- **Coordinate labeling data**:
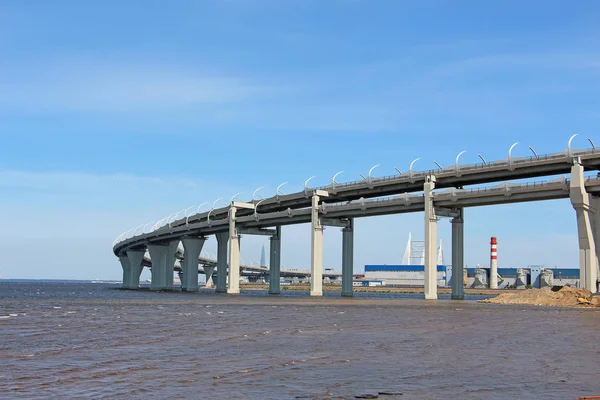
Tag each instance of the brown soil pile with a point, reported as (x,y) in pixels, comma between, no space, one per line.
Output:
(555,296)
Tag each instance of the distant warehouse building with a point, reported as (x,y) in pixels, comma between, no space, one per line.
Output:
(406,275)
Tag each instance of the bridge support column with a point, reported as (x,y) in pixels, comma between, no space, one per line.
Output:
(316,264)
(222,240)
(275,262)
(126,271)
(233,285)
(348,258)
(430,240)
(163,260)
(135,259)
(208,271)
(580,199)
(192,246)
(458,249)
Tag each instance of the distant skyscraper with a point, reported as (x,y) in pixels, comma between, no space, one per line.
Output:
(263,259)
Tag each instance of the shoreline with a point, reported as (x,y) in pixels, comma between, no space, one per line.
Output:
(379,289)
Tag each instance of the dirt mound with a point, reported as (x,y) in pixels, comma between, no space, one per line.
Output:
(554,296)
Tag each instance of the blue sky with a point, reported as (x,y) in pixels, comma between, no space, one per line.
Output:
(114,114)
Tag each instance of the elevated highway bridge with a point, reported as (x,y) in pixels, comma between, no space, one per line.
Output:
(438,193)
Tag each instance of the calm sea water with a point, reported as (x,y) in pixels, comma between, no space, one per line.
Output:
(77,340)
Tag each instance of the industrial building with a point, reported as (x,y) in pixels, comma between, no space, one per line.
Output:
(534,275)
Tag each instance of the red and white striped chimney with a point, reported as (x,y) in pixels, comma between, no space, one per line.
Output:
(493,264)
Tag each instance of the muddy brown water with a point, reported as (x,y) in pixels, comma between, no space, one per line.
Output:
(77,340)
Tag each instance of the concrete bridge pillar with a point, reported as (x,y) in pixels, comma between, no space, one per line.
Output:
(316,265)
(233,285)
(348,258)
(275,262)
(581,201)
(135,267)
(458,248)
(430,240)
(163,260)
(192,246)
(208,271)
(126,271)
(222,240)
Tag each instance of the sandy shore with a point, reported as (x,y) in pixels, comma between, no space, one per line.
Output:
(378,289)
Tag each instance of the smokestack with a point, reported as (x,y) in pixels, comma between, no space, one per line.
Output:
(493,264)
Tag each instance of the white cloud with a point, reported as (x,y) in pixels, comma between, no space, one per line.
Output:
(79,86)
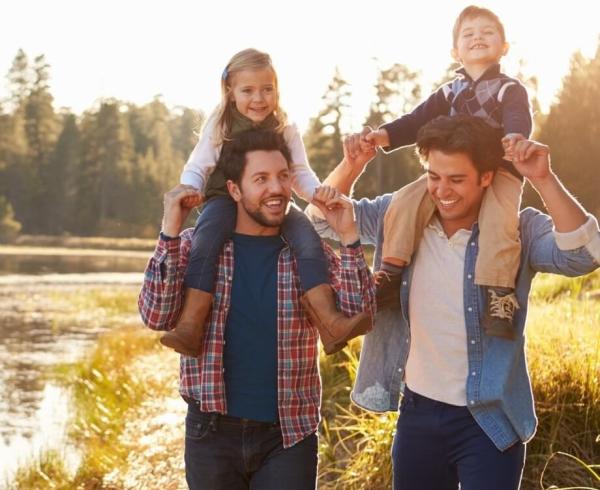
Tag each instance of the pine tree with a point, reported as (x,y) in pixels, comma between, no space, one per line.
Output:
(323,138)
(397,91)
(572,130)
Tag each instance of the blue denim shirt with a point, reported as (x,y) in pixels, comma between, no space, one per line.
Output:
(499,394)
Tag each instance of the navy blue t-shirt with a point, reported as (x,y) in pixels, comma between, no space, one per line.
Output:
(250,353)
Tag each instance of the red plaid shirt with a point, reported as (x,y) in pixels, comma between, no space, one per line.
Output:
(299,383)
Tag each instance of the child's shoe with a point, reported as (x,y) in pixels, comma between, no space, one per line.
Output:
(499,315)
(186,337)
(335,329)
(388,289)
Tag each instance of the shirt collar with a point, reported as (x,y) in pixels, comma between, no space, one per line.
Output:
(492,72)
(461,237)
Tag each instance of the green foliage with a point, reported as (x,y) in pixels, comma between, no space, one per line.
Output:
(564,361)
(9,228)
(99,174)
(103,389)
(323,138)
(398,91)
(572,130)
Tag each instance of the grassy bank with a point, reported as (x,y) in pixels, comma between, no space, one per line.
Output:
(564,358)
(143,244)
(102,389)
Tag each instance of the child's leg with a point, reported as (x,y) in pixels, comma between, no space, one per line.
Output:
(305,243)
(407,216)
(499,244)
(335,329)
(214,226)
(499,252)
(409,212)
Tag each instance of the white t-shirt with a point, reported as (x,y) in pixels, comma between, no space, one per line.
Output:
(204,157)
(437,365)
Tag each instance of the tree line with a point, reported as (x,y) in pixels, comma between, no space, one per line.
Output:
(102,172)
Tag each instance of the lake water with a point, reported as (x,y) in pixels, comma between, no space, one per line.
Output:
(39,329)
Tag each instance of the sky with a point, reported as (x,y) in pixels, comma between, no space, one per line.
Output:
(134,50)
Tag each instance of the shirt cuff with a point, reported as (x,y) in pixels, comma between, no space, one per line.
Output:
(587,235)
(167,238)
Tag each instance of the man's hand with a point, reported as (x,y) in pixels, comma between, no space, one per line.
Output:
(378,137)
(338,211)
(532,160)
(193,201)
(358,151)
(509,142)
(175,212)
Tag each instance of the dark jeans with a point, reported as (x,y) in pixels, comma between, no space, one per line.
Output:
(216,224)
(229,453)
(437,445)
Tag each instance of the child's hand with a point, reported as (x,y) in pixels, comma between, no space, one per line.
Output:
(379,137)
(192,201)
(508,143)
(357,151)
(355,144)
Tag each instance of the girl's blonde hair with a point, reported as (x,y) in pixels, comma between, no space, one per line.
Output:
(248,59)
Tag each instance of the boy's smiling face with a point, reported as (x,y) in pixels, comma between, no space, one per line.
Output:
(479,43)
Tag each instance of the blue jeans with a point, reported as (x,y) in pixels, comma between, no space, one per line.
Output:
(230,453)
(216,224)
(437,445)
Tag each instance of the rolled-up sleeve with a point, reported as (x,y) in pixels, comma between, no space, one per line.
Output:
(161,296)
(352,280)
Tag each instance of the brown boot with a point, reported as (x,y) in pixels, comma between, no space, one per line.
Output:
(500,312)
(186,337)
(335,329)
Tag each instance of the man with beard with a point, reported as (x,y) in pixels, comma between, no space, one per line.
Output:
(254,391)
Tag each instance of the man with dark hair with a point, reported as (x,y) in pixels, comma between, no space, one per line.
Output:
(254,391)
(467,407)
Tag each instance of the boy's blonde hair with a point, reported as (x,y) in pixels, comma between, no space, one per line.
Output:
(471,12)
(248,59)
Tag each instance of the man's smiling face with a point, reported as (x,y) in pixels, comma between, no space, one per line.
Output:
(456,188)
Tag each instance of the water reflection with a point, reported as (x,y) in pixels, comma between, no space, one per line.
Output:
(41,325)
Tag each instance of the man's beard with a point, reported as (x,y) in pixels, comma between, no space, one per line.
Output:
(258,216)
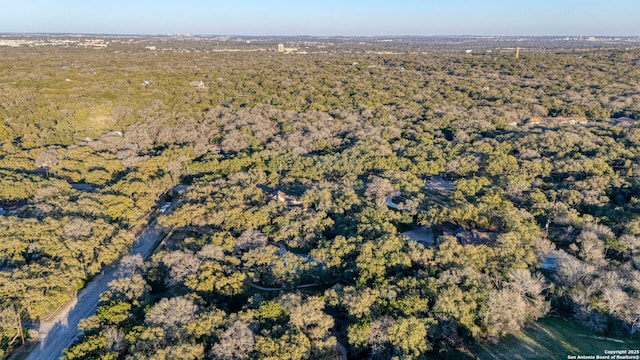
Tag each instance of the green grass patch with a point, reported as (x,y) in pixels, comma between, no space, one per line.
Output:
(554,338)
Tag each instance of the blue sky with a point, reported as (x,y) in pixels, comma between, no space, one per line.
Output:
(328,17)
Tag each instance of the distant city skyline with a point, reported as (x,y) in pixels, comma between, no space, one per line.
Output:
(325,18)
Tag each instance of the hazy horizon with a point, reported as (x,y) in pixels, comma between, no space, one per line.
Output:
(327,18)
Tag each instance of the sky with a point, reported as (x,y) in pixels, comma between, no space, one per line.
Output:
(328,17)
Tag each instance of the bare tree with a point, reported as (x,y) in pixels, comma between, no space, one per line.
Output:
(235,343)
(77,228)
(250,239)
(171,313)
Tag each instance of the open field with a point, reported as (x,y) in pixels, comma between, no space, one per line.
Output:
(554,338)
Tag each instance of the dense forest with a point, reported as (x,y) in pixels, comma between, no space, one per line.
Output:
(301,173)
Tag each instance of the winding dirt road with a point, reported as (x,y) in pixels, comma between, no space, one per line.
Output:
(59,333)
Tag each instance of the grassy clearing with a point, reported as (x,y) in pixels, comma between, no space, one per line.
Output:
(553,338)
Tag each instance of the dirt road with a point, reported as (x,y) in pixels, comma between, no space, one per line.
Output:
(60,332)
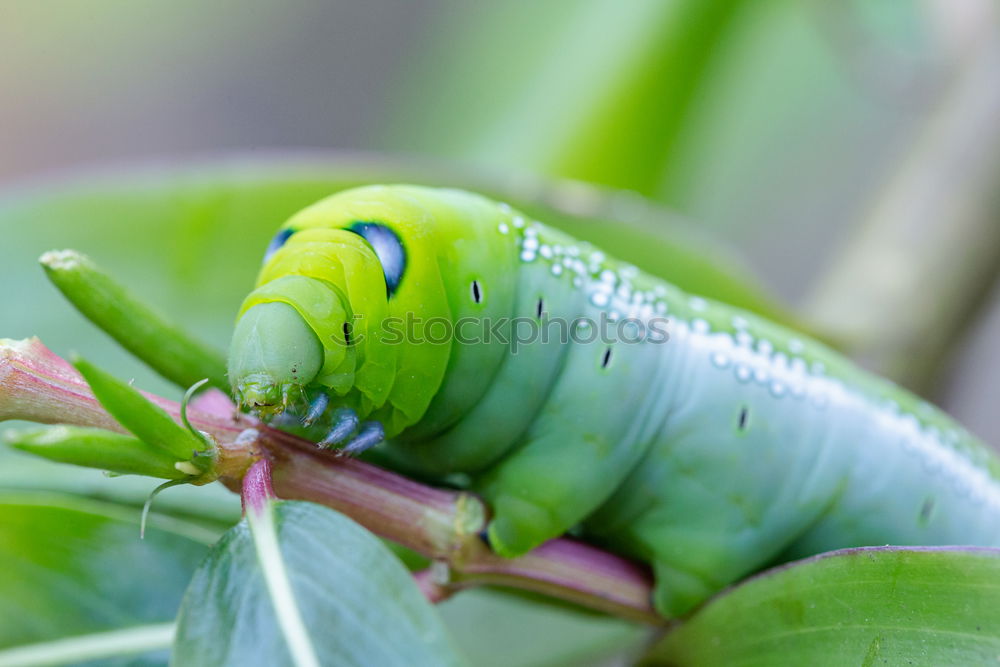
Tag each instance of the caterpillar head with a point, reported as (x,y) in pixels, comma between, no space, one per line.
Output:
(320,321)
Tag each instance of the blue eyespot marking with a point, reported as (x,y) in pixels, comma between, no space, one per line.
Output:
(388,248)
(276,243)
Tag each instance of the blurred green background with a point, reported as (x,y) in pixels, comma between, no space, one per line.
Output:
(847,151)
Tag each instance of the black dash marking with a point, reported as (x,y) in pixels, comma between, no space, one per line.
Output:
(925,510)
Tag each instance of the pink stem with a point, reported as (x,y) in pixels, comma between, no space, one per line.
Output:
(37,385)
(257,490)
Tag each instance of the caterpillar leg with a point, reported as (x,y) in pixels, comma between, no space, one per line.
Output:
(370,435)
(345,422)
(316,409)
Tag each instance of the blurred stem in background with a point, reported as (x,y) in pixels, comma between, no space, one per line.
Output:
(737,110)
(926,251)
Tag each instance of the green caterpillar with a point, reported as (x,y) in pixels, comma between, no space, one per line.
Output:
(725,445)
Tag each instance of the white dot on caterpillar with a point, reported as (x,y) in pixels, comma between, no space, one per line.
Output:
(600,299)
(820,399)
(720,360)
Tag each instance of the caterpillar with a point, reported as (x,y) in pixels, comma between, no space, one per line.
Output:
(724,444)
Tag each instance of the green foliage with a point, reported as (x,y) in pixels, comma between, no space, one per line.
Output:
(73,567)
(353,601)
(95,448)
(133,411)
(871,606)
(105,302)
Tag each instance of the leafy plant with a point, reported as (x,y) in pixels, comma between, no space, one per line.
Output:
(280,583)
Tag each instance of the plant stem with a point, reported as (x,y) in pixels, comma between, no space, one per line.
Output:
(38,385)
(927,249)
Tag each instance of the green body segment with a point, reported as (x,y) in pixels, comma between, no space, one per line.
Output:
(731,445)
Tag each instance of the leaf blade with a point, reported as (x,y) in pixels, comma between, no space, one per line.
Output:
(357,601)
(866,605)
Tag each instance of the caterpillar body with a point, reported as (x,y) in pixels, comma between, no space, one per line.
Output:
(725,445)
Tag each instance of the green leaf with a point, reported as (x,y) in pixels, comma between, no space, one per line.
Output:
(149,422)
(170,351)
(212,505)
(172,231)
(95,448)
(306,582)
(74,567)
(867,606)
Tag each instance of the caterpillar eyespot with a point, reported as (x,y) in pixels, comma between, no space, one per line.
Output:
(388,248)
(644,458)
(276,243)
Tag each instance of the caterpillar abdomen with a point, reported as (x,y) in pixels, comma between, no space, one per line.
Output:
(695,436)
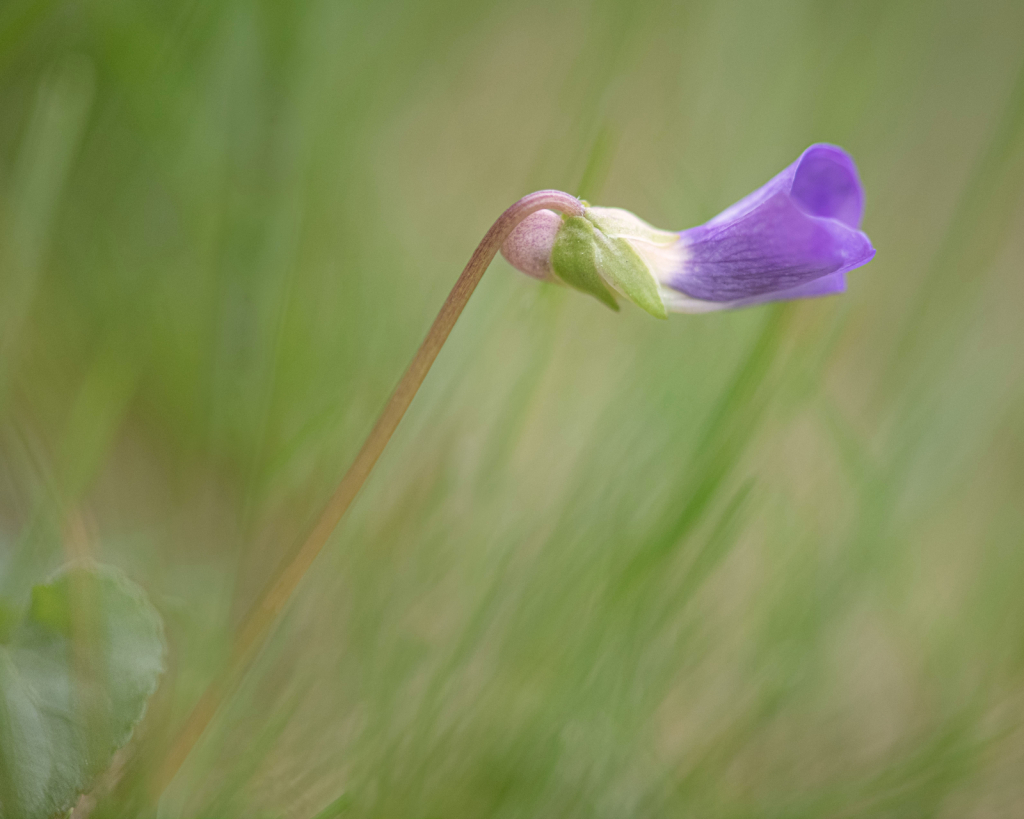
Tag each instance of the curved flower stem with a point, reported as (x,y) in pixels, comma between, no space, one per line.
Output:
(261,617)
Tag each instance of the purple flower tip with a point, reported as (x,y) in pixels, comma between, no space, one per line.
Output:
(794,238)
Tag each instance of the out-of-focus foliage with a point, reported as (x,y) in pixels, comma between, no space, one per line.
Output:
(75,677)
(763,563)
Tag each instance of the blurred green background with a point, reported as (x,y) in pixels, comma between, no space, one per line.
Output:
(758,564)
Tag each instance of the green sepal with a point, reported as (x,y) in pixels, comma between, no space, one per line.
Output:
(573,258)
(620,262)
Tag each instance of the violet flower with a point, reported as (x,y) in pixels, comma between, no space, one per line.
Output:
(796,236)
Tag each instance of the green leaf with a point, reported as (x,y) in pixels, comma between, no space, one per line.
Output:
(573,258)
(75,678)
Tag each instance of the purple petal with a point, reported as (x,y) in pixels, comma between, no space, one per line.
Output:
(794,238)
(825,286)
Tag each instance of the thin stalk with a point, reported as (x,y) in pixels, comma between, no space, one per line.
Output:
(258,621)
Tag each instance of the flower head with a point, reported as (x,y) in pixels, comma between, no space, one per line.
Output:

- **What this task involves**: Quote exactly and only the lines from the one holding "Tag each instance of the violet" through the end of the data.

- **Solved exercise**:
Tag each instance of the violet flower with a point, reported as (x,y) in pixels, comma between, no space, one per line.
Output:
(796,236)
Tag each instance of the green leaf with a point, reported as (x,y) in pixels, comma between, no space, one per line.
Output:
(573,258)
(75,678)
Tag each instance of the purple petal with a point, reported as (x,y) in pixels, comma between, no space, one per line.
Output:
(794,238)
(825,286)
Tag each instance of the thin stalk with a point, reported as (x,y) in pixels, comma between, no space, one per line.
Output:
(258,621)
Tag each instance of the flower head with a point, reported as (x,y) in pixels, comma between, no space, one per line.
Output:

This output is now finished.